PROMPT: Select and copy every line of the entries below that contains the string "tennis", matching case exactly.

· · · ·

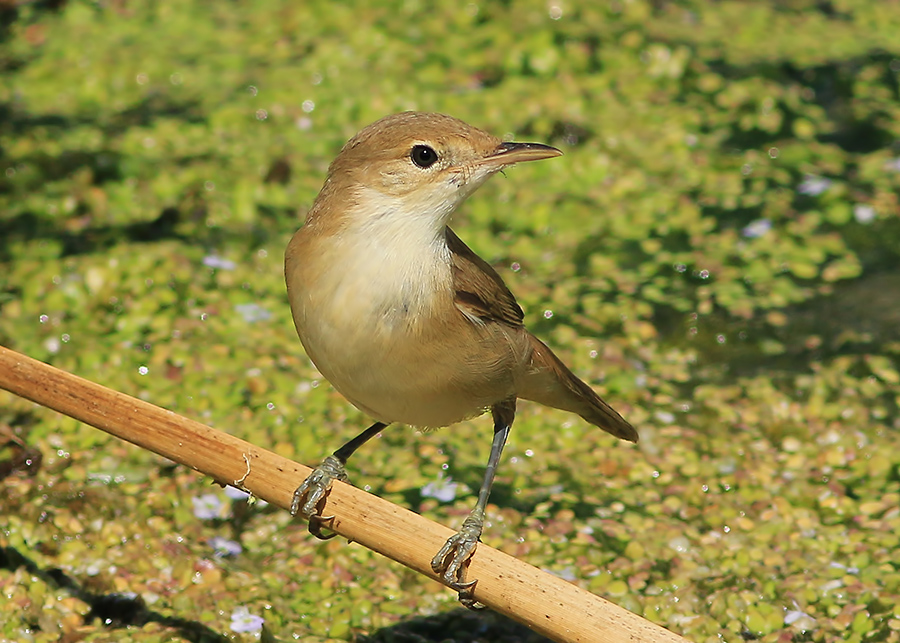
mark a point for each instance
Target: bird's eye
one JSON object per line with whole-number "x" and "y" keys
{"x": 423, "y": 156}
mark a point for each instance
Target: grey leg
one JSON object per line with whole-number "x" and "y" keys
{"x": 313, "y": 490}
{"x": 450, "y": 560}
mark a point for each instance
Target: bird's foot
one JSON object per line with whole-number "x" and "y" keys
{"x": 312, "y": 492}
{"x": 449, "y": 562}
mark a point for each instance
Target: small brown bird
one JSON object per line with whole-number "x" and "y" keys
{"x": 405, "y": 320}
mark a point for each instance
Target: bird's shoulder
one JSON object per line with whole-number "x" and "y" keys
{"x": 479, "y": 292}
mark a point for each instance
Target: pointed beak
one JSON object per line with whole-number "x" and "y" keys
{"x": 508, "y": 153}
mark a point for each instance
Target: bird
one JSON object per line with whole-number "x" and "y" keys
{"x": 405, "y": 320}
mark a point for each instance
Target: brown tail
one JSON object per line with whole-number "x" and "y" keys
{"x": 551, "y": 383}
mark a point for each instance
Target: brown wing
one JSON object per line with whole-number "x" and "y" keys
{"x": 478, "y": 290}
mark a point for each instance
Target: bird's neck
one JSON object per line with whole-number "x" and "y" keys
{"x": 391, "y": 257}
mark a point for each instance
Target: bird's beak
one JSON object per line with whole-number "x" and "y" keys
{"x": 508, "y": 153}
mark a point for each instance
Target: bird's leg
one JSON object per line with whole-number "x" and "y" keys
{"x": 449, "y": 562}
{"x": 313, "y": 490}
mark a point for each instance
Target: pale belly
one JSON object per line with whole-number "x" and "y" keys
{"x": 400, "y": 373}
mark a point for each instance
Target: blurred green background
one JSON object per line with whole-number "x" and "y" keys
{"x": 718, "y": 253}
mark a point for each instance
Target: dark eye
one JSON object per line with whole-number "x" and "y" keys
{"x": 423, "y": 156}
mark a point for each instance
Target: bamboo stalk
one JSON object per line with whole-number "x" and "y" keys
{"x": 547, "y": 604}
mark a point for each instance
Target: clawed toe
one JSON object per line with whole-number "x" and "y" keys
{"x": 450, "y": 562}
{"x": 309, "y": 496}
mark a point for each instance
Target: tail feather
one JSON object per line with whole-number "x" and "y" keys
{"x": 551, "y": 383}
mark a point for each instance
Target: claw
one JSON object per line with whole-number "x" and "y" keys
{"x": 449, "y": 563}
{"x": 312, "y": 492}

· · · ·

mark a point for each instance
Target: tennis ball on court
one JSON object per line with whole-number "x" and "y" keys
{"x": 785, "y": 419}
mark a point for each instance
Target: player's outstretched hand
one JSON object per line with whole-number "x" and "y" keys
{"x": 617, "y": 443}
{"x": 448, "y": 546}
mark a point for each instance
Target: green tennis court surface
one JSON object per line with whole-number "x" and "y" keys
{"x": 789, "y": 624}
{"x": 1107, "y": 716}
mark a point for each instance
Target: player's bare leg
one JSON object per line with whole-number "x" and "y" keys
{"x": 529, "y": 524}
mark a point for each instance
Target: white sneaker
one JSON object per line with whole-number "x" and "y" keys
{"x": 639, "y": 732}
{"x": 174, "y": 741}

· · · ·

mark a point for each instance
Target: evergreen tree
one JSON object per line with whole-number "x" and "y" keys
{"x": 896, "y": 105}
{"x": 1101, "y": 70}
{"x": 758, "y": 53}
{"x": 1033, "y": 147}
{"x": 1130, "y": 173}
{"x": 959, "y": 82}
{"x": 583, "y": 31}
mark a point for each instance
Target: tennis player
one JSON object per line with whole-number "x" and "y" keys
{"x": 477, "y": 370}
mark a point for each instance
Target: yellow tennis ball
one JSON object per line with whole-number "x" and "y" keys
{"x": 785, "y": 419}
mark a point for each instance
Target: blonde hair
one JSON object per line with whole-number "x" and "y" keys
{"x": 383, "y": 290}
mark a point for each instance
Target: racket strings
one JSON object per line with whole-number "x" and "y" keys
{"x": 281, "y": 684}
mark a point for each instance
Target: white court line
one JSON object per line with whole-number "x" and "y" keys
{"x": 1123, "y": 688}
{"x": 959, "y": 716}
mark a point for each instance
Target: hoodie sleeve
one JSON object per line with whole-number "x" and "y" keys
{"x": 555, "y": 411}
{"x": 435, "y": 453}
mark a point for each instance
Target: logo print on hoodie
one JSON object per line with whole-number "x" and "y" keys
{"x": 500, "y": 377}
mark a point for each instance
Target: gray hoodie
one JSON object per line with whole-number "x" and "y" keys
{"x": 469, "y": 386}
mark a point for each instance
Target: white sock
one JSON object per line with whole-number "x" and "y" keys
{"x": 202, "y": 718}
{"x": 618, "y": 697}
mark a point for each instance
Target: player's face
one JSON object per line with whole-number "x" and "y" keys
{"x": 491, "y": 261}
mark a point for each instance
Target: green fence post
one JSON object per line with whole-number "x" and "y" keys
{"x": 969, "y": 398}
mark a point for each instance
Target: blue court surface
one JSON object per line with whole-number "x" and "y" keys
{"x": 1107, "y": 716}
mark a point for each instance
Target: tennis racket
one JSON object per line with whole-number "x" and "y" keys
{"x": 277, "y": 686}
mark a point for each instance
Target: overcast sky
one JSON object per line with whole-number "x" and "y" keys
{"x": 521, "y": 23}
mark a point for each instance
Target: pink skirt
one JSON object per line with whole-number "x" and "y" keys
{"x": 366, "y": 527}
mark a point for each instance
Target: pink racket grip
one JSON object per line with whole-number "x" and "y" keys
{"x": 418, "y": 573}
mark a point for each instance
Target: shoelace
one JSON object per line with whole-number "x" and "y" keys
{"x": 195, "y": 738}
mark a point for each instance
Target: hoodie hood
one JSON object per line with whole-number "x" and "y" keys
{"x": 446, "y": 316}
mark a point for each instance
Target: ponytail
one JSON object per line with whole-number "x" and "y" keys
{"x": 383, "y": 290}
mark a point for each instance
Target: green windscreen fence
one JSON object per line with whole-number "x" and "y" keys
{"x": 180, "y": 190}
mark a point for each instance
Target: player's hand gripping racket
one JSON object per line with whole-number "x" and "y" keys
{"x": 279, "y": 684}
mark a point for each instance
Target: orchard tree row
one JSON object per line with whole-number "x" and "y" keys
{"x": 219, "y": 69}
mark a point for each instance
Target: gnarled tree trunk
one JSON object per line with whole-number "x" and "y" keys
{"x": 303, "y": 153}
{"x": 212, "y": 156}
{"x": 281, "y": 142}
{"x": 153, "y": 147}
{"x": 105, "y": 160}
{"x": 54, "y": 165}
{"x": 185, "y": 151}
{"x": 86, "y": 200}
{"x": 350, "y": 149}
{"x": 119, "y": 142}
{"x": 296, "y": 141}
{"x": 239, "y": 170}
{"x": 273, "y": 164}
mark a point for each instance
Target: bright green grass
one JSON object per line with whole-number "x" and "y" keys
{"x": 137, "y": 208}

· · · ·

RESPONSE FOR THIS EXERCISE:
Target: tennis ball on court
Target: green tennis court surface
Target: tennis player
Target: yellow tennis ball
Target: tennis racket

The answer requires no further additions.